Task objective →
Put all of the lines below into a JSON list of strings, with one string per line and no blank lines. Leave the pictures out.

Part of a data file
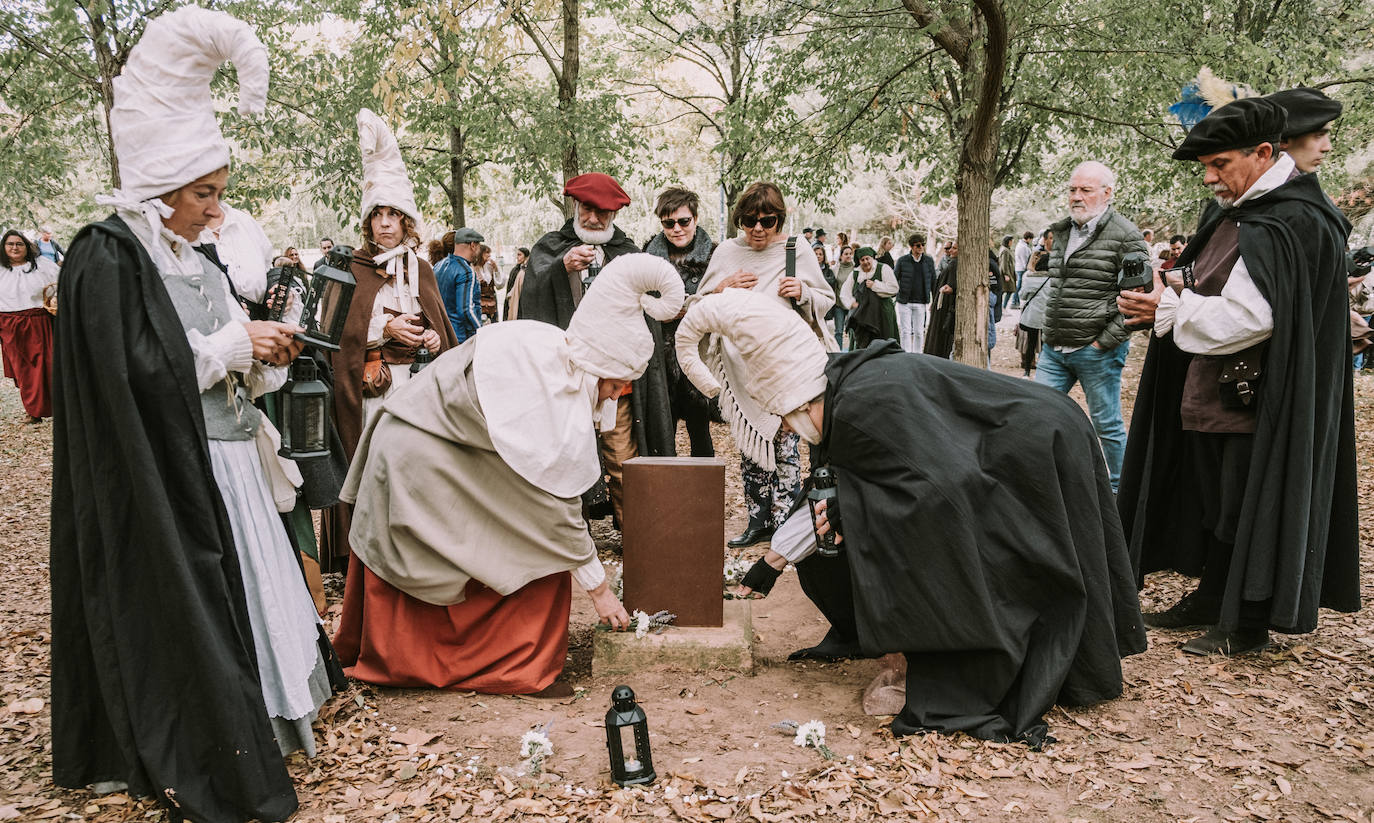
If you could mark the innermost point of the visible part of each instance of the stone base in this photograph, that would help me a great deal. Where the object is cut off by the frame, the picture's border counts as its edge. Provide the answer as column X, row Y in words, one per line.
column 680, row 647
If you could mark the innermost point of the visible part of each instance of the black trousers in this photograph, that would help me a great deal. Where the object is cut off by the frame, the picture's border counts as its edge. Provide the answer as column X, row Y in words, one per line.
column 1220, row 465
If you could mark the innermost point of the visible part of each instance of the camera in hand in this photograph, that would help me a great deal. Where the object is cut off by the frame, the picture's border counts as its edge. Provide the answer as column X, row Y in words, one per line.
column 823, row 488
column 1135, row 272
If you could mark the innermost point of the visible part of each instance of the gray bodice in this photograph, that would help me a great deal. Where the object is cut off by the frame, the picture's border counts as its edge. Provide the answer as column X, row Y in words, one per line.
column 202, row 304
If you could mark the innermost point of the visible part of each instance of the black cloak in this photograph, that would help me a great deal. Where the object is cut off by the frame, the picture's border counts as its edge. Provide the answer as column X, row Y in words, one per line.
column 154, row 675
column 547, row 296
column 1002, row 610
column 1297, row 536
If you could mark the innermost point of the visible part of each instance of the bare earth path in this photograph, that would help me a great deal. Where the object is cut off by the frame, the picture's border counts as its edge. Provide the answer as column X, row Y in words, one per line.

Reply to the task →
[
  "If you could mark the innermost point of the visible part of each instance of the stone base in this photograph, that would help me a great deal. Where the object is cut off by the frame, the picture's border counts as its edge. Provide the answer as column X, row Y in words, one per line.",
  "column 680, row 647",
  "If you could mark the innermost point of the visible part of each instance of the black trousers in this photograph, that would help me a great deal. Where the object is cut off by the frame, the picture's border counts as its edge. Provide the answer as column X, row Y in words, one per line.",
  "column 1220, row 465",
  "If you could mark the innermost point of the visible part of each instance of the camera in hand in this photograph, that would help me a great deal. Where the object is cut off by the frame, the picture's border counts as its edge. Provide the answer as column X, row Y in words, one per line.",
  "column 823, row 488",
  "column 1135, row 272",
  "If you could mark the innermost point of the visible part of each instance of the gray bodice in this photograph, that would help me a great deal. Where the object is cut off by the frame, the picture's border counts as its edge. Provide the answer as column X, row Y in words, one per line.",
  "column 202, row 304",
  "If you could mark the innermost point of the visible part of each instance of the black cloak in this photograph, that would help me a great deal. Where the object is cut off by the frame, the picture's border counts as its edge. Provide the answer as column X, row Y in words, one per line.",
  "column 154, row 675",
  "column 547, row 296",
  "column 1002, row 610",
  "column 1297, row 536",
  "If you could mark the innermost point of the visible part of each instance of the bare earth path in this photograph, that would help me a great deal. Where the object is cut off by the frame, the picture's border counts as its edge. Provide the answer as column X, row Y in words, one per line."
]